START Material for the task

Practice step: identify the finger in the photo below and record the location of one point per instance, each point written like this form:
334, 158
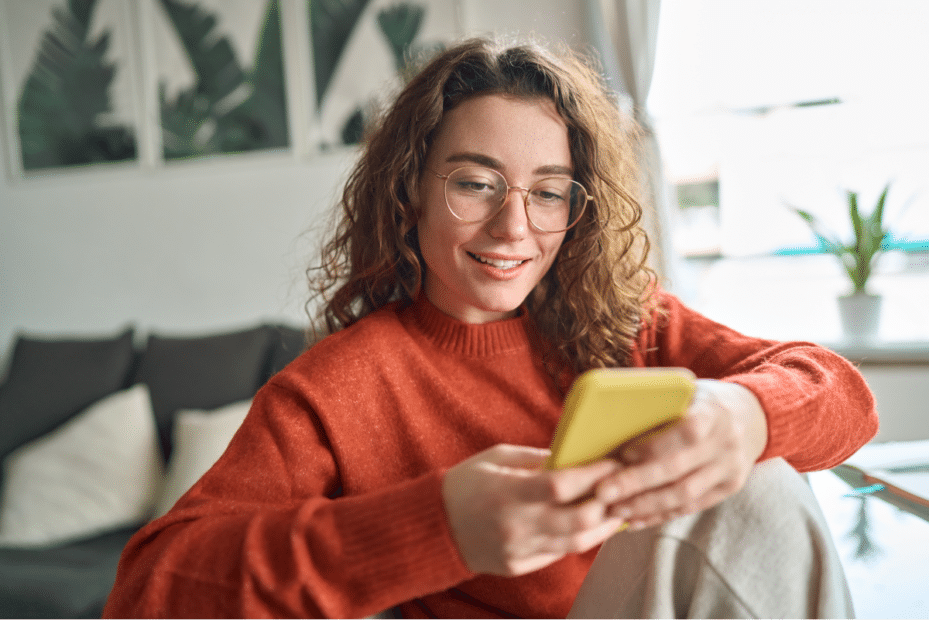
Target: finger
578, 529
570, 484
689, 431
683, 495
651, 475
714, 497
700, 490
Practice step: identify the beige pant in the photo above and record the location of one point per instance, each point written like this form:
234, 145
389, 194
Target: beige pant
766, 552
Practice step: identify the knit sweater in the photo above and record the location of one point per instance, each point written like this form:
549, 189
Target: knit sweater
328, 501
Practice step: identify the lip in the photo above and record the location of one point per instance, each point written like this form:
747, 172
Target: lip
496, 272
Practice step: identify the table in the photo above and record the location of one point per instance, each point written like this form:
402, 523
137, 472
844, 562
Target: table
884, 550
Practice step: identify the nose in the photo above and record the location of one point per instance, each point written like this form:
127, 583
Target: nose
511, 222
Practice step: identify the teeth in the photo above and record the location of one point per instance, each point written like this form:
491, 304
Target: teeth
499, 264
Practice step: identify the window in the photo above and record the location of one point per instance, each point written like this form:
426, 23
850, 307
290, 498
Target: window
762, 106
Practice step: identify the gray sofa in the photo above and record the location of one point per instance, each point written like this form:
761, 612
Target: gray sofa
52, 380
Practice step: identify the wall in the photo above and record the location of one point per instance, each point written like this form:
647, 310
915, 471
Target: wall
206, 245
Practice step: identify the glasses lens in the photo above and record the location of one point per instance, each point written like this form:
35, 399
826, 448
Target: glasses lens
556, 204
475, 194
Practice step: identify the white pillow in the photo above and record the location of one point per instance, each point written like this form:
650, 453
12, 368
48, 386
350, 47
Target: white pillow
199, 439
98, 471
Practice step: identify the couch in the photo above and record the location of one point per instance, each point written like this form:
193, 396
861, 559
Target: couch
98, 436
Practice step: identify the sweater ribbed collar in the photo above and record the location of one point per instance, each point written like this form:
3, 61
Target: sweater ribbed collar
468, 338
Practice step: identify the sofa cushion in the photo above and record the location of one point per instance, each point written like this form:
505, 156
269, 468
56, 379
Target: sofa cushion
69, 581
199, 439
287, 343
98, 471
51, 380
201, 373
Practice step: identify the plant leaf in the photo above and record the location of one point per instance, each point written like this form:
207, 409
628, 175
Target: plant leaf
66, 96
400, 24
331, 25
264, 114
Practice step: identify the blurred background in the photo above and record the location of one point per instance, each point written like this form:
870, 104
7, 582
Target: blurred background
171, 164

END Material for the task

## [Task]
Would you please print the entries once more, word for word, minus the pictures?

## [Result]
Practice step: identify the finger in the photo below and record the location of one point per instance, each point written like this form:
334, 158
Target: finger
578, 529
570, 484
689, 431
683, 495
651, 475
714, 497
700, 490
Practice step: identify the beige pant in the photo above and record the location of one point per instance, each point written like this form:
234, 145
389, 194
Target: beige pant
766, 552
Practice step: identify the knit sweater in the photo above and record the location of one point per instance, each point written like this form:
549, 189
Target: knit sweater
328, 501
Practice step: identify the lip in the photo above and record the location of one point per instance, each point written like this form:
747, 172
Target: lip
496, 272
Practice step: identify the table in the photo above and record the location of one point per instance, each point written like this form:
402, 523
137, 472
844, 562
Target: table
884, 550
Practice step: identify the nose in the photo above and record the location of one point per instance, each point written like this form:
127, 583
Target: nose
511, 222
Practice step: identify the teeth in the photo above and record the location of one point per instance, each point written like this form:
491, 304
Target: teeth
499, 264
Practice step: identify the window in the photo above and record the location of one point per instance, each point written like this form:
426, 23
850, 307
290, 498
Target: window
762, 106
Practice step: identify the gray sofa in the photo above and record the location of one point per instance, each point written like this form:
761, 612
Target: gray sofa
52, 380
Practice step: identify the wall in the photo above and record the location of one point per instance, each point written like this form:
647, 310
915, 471
Target: wall
206, 245
Practice step: identify the glasses lens in the photo above and record the location of one point per instance, each point written like this form:
35, 399
826, 448
Target: glasses lens
556, 204
475, 194
Practice step: identify the white pillow in the photo above and record the location of one point per instance, each point written like this form:
650, 453
12, 368
48, 386
350, 47
Target: white pillow
199, 439
98, 471
Practice step: identify the couch in the photo above and record the location of one point per instance, each point written like this form:
193, 396
861, 559
Target: couch
98, 436
Practice step: identify the sweater ribbed collar in the photo above and record the location of one point per instance, each point written like this form:
3, 61
Target: sweater ribbed collar
468, 338
Practice step: identify the sofa cushion in the photo above and record the location of one point per instance, each point written like this form:
505, 156
269, 468
56, 379
Target: sofa cushion
69, 581
199, 439
287, 343
98, 471
51, 380
201, 373
Practice step: identify the plant leaf in the photo above and record the location of one point per instance, each point written like this form:
207, 409
628, 175
Target: plant leaf
66, 96
400, 24
331, 25
264, 114
Practice step: identify the blurred background in the photo above and record the location of one point per instance, each point written like this form:
870, 104
7, 582
Target: blurred background
171, 164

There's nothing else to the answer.